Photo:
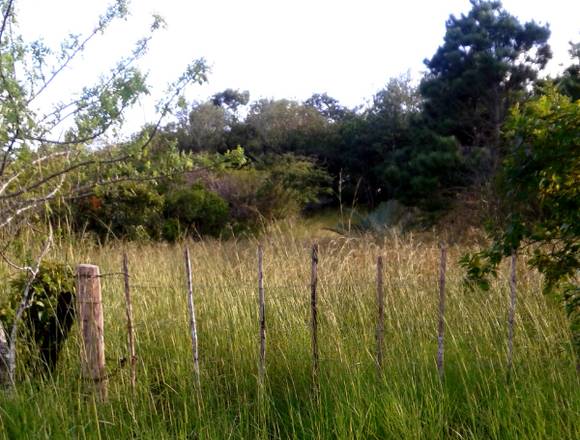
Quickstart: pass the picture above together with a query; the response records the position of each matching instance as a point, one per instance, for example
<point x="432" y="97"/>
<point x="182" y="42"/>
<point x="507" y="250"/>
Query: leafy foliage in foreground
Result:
<point x="50" y="314"/>
<point x="540" y="186"/>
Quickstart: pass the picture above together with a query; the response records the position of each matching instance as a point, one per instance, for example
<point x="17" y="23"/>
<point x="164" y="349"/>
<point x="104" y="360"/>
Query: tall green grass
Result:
<point x="475" y="400"/>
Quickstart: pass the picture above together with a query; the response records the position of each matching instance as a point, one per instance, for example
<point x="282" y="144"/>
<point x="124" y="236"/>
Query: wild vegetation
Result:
<point x="475" y="400"/>
<point x="483" y="140"/>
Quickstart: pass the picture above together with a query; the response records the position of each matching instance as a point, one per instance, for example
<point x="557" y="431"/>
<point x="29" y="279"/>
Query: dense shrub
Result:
<point x="50" y="315"/>
<point x="194" y="210"/>
<point x="131" y="209"/>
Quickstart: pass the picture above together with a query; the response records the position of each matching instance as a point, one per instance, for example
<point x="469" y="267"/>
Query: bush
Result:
<point x="130" y="209"/>
<point x="51" y="312"/>
<point x="195" y="209"/>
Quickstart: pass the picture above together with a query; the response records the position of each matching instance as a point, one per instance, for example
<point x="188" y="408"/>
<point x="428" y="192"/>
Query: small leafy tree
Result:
<point x="36" y="165"/>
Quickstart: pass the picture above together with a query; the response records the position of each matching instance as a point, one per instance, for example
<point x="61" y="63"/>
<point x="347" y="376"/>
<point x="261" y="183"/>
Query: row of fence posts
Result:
<point x="91" y="320"/>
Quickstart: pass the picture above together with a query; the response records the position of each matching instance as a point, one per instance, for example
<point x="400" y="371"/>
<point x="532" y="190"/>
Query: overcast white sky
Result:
<point x="274" y="48"/>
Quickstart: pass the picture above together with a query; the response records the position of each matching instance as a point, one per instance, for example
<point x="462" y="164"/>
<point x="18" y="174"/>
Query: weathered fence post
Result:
<point x="192" y="323"/>
<point x="511" y="313"/>
<point x="130" y="330"/>
<point x="262" y="313"/>
<point x="4" y="356"/>
<point x="91" y="320"/>
<point x="314" y="310"/>
<point x="441" y="327"/>
<point x="381" y="314"/>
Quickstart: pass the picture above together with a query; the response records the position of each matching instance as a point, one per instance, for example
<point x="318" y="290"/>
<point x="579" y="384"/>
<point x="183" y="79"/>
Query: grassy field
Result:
<point x="542" y="400"/>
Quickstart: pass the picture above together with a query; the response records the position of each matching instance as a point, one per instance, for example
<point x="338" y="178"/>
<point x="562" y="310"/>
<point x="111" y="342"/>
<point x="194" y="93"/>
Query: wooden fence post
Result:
<point x="512" y="312"/>
<point x="130" y="330"/>
<point x="381" y="315"/>
<point x="91" y="320"/>
<point x="192" y="323"/>
<point x="262" y="314"/>
<point x="314" y="310"/>
<point x="441" y="327"/>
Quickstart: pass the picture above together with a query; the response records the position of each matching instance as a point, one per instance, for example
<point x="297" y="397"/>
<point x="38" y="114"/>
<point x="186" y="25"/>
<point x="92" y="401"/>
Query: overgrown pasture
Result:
<point x="349" y="399"/>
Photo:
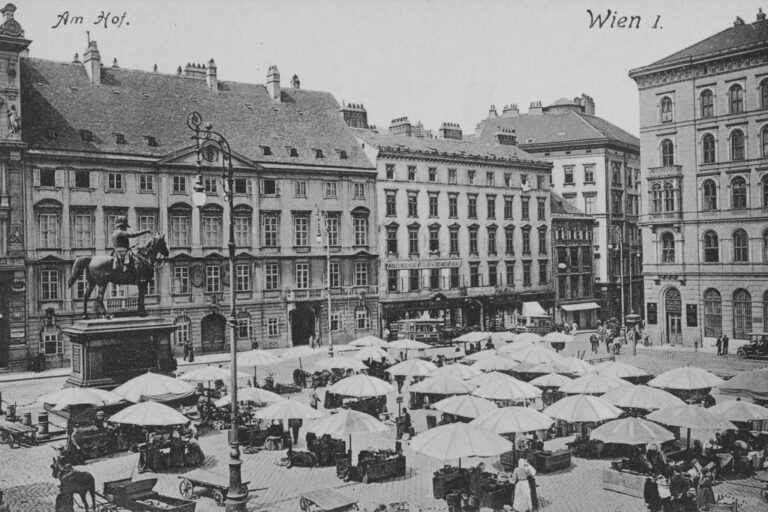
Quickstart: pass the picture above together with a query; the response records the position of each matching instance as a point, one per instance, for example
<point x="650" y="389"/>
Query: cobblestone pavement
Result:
<point x="26" y="478"/>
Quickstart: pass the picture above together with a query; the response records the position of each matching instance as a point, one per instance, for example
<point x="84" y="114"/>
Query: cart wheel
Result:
<point x="186" y="489"/>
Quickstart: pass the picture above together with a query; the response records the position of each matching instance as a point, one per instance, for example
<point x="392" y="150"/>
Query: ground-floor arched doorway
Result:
<point x="213" y="333"/>
<point x="302" y="326"/>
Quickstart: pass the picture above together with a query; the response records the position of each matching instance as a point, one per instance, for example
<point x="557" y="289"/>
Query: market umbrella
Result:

■ **What you should do**
In the copy, include no pictures; otherwise transcribe the entries exactly.

■ **Solution for this exercise**
Photo:
Quickstart: pass the picture above together with a query; the response records the position of each matching instance as a point, one per instance, for example
<point x="432" y="97"/>
<point x="182" y="42"/>
<point x="507" y="250"/>
Query: leafy foliage in foreground
Result:
<point x="50" y="314"/>
<point x="540" y="186"/>
Quickstart: pass the picture above together with a query; the response records the position of each matching instance as a point, one per instance, for example
<point x="17" y="23"/>
<point x="164" y="349"/>
<point x="104" y="360"/>
Query: tall green grass
Result:
<point x="475" y="400"/>
Quickstart: pass the picture above together with a query; the response records the position of each matching instance as a point, one per instance, for example
<point x="282" y="144"/>
<point x="124" y="236"/>
Query: wild vegetation
Result:
<point x="475" y="400"/>
<point x="483" y="140"/>
Quickstart: pass the picture above together with a query; the response records the position of each matching instance as a point, one per instance, for example
<point x="557" y="431"/>
<point x="29" y="279"/>
Query: dense shrub
Result:
<point x="50" y="315"/>
<point x="194" y="210"/>
<point x="131" y="209"/>
Quickstart: pass the picture above together with a query; the response records the position of each matching instance as a point, one per instance, for example
<point x="469" y="267"/>
Query: bush
Result:
<point x="130" y="209"/>
<point x="51" y="312"/>
<point x="195" y="209"/>
Quickstart: pass the picture above together with a query; the response records the position of each matching instance as a point, one per instance, for example
<point x="188" y="408"/>
<point x="428" y="192"/>
Query: small leafy tree
Result:
<point x="36" y="165"/>
Quickstart: pass the picture above together with a query; the response records the position of each matching instance as a point, one per instance, for example
<point x="61" y="63"/>
<point x="347" y="376"/>
<point x="261" y="183"/>
Query: row of fence posts
Result:
<point x="91" y="320"/>
Quickstart: pass the picture above together with a query; the response records the position of each matching instance as a point, one per instance, for example
<point x="400" y="371"/>
<point x="532" y="190"/>
Query: overcast white sky
Result:
<point x="274" y="48"/>
Quickstart: pass the picture above together with a query; the response records the position of each matching instance as a point, one per instance, for example
<point x="462" y="164"/>
<point x="18" y="174"/>
Query: weathered fence post
Result:
<point x="192" y="323"/>
<point x="511" y="313"/>
<point x="130" y="330"/>
<point x="262" y="313"/>
<point x="4" y="356"/>
<point x="91" y="320"/>
<point x="314" y="310"/>
<point x="441" y="327"/>
<point x="381" y="314"/>
Quickstart: pass the picture above together with a query; the response records the position of each matching instance as a point, one per instance, for example
<point x="318" y="290"/>
<point x="579" y="384"/>
<point x="183" y="79"/>
Query: grassy field
Result:
<point x="542" y="400"/>
Quickstart: pass the picture above together with a query; the response records the position of each matching instance as a point, one per instance, for example
<point x="338" y="178"/>
<point x="562" y="310"/>
<point x="111" y="342"/>
<point x="194" y="93"/>
Query: wooden fence post
Result:
<point x="512" y="312"/>
<point x="130" y="330"/>
<point x="381" y="315"/>
<point x="91" y="320"/>
<point x="192" y="323"/>
<point x="262" y="314"/>
<point x="314" y="310"/>
<point x="441" y="327"/>
Quickstart: pass the picture above together with a query; the response records the position of each matching instance as a point, one per instance, for example
<point x="297" y="397"/>
<point x="38" y="114"/>
<point x="186" y="25"/>
<point x="92" y="401"/>
Query: overgrown pasture
Result:
<point x="349" y="399"/>
Photo:
Quickstart: pass the picture above together with a query; the response records the position of each matching instance as a point, one per instance, for example
<point x="650" y="389"/>
Query: cobblestone pavement
Result:
<point x="26" y="478"/>
Quickstart: pass the picture above together with a query; the response records the position of each matching instance as a point, one per instance, for example
<point x="84" y="114"/>
Query: cart wheel
Result:
<point x="186" y="489"/>
Quickstart: pass the picture above together with a query; the response records the position of each matching instance as a point, one per instance, for example
<point x="392" y="150"/>
Query: ground-floor arched doorway
Result:
<point x="213" y="333"/>
<point x="302" y="326"/>
Quickstart: pass the picture above together with a query; the response records the position of each matching instance as a point, one per instance, for example
<point x="557" y="289"/>
Query: market umbrella
Result:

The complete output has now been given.